#### Selected passage

————

Testicular Cancer - Symptoms, Risk factors and Treatment

Testicular cancer is the cancer of the testicles- a male sex gland.

What are the testicles?

The testicles are a pair of small organs present inside the scrotum- a pouch of skin that covers the testicles and is present just below the penis. The testicles are responsible for producing sperms and testosterone.

What are the types of testicular cancer?

Testicular cancer can be divided into two types:

  • Seminoma 

  • Nonseminoma

Seminoma is cancer that arises from the germ cells (sperms in males). They are less aggressive than non-seminoma and tend to develop and spread slowly. 

Nonseminoma is cancer that arises from premature cells that form germ cells. This type is aggressive and grows and spreads quickly. Some testicular cancers may be a mix of both, seminoma and nonseminoma.

What causes testicular cancer?

There is no exact cause of testicular cancer identified. However, some risk factors predispose a person to a higher risk of getting testicular cancer.

Risk factors for getting testicular cancer:

The following risk factors increase the risk of getting testicular cancer:

Age: Testicular cancer is more common in young men and teenagers aged 15-35.

Undescended testicles: Medically known as cryptorchidism, in this condition the testes remain in the abdominal cavity. Normally, the testicles are developed in the abdominal cavity and descend into the scrotum before birth. Men with cryptorchidism are at a high risk of getting testicular cancer even if the testicles are surgically relocated into the scrotum.

Race: Testicular cancer is more common in white men than in other races.

Family history: A positive family history of testicular cancer poses an increased risk of testicular cancer in a man.

————

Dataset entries
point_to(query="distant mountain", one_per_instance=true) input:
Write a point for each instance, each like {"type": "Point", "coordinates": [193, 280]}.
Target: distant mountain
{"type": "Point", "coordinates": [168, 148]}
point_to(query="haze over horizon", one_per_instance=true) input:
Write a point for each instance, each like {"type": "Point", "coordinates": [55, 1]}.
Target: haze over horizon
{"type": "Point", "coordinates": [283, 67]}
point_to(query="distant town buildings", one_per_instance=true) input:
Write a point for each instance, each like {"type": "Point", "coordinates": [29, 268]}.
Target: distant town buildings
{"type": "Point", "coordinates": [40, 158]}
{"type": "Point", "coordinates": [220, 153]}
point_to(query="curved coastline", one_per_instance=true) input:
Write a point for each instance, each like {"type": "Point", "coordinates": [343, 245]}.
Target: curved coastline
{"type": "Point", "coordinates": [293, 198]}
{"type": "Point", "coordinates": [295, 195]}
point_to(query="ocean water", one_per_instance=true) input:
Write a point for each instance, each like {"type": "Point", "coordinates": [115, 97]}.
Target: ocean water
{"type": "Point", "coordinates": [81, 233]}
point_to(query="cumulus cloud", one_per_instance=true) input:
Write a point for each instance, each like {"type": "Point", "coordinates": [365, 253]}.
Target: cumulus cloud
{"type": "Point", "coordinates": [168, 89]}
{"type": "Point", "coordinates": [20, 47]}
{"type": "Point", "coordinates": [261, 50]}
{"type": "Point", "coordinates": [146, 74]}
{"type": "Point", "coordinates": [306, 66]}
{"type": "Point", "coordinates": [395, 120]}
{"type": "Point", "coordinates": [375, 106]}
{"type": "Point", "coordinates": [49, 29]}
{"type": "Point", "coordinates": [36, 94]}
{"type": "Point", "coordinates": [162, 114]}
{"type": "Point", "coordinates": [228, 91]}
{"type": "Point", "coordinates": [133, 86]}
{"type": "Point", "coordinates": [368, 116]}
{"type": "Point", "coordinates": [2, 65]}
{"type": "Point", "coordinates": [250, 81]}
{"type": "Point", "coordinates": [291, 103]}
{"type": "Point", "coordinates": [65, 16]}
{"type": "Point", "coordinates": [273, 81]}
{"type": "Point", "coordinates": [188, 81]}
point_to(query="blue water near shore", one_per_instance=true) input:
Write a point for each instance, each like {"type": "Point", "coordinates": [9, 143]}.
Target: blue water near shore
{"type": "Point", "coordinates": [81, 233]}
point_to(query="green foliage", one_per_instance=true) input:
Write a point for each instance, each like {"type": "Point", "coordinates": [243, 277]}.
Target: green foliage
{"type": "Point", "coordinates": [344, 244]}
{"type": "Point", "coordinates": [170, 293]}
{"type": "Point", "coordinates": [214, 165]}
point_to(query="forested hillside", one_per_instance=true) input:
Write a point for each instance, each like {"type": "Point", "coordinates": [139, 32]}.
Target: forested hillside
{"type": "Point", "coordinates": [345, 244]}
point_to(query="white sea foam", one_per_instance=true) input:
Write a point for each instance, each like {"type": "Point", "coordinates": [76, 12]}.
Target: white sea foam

————

#### Prompt
Write out the text on testicular cancer in full, word for word. These items are separate from the text on testicular cancer.

#### Answer space
Testicular Cancer - Symptoms, Risk factors and Treatment

Testicular cancer is the cancer of the testicles- a male sex gland.

What are the testicles?

The testicles are a pair of small organs present inside the scrotum- a pouch of skin that covers the testicles and is present just below the penis. The testicles are responsible for producing sperms and testosterone.

What are the types of testicular cancer?

Testicular cancer can be divided into two types:

  • Seminoma 

  • Nonseminoma

Seminoma is cancer that arises from the germ cells (sperms in males). They are less aggressive than non-seminoma and tend to develop and spread slowly. 

Nonseminoma is cancer that arises from premature cells that form germ cells. This type is aggressive and grows and spreads quickly. Some testicular cancers may be a mix of both, seminoma and nonseminoma.

What causes testicular cancer?

There is no exact cause of testicular cancer identified. However, some risk factors predispose a person to a higher risk of getting testicular cancer.

Risk factors for getting testicular cancer:

The following risk factors increase the risk of getting testicular cancer:

Age: Testicular cancer is more common in young men and teenagers aged 15-35.

Undescended testicles: Medically known as cryptorchidism, in this condition the testes remain in the abdominal cavity. Normally, the testicles are developed in the abdominal cavity and descend into the scrotum before birth. Men with cryptorchidism are at a high risk of getting testicular cancer even if the testicles are surgically relocated into the scrotum.

Race: Testicular cancer is more common in white men than in other races.

Family history: A positive family history of testicular cancer poses an increased risk of testicular cancer in a man.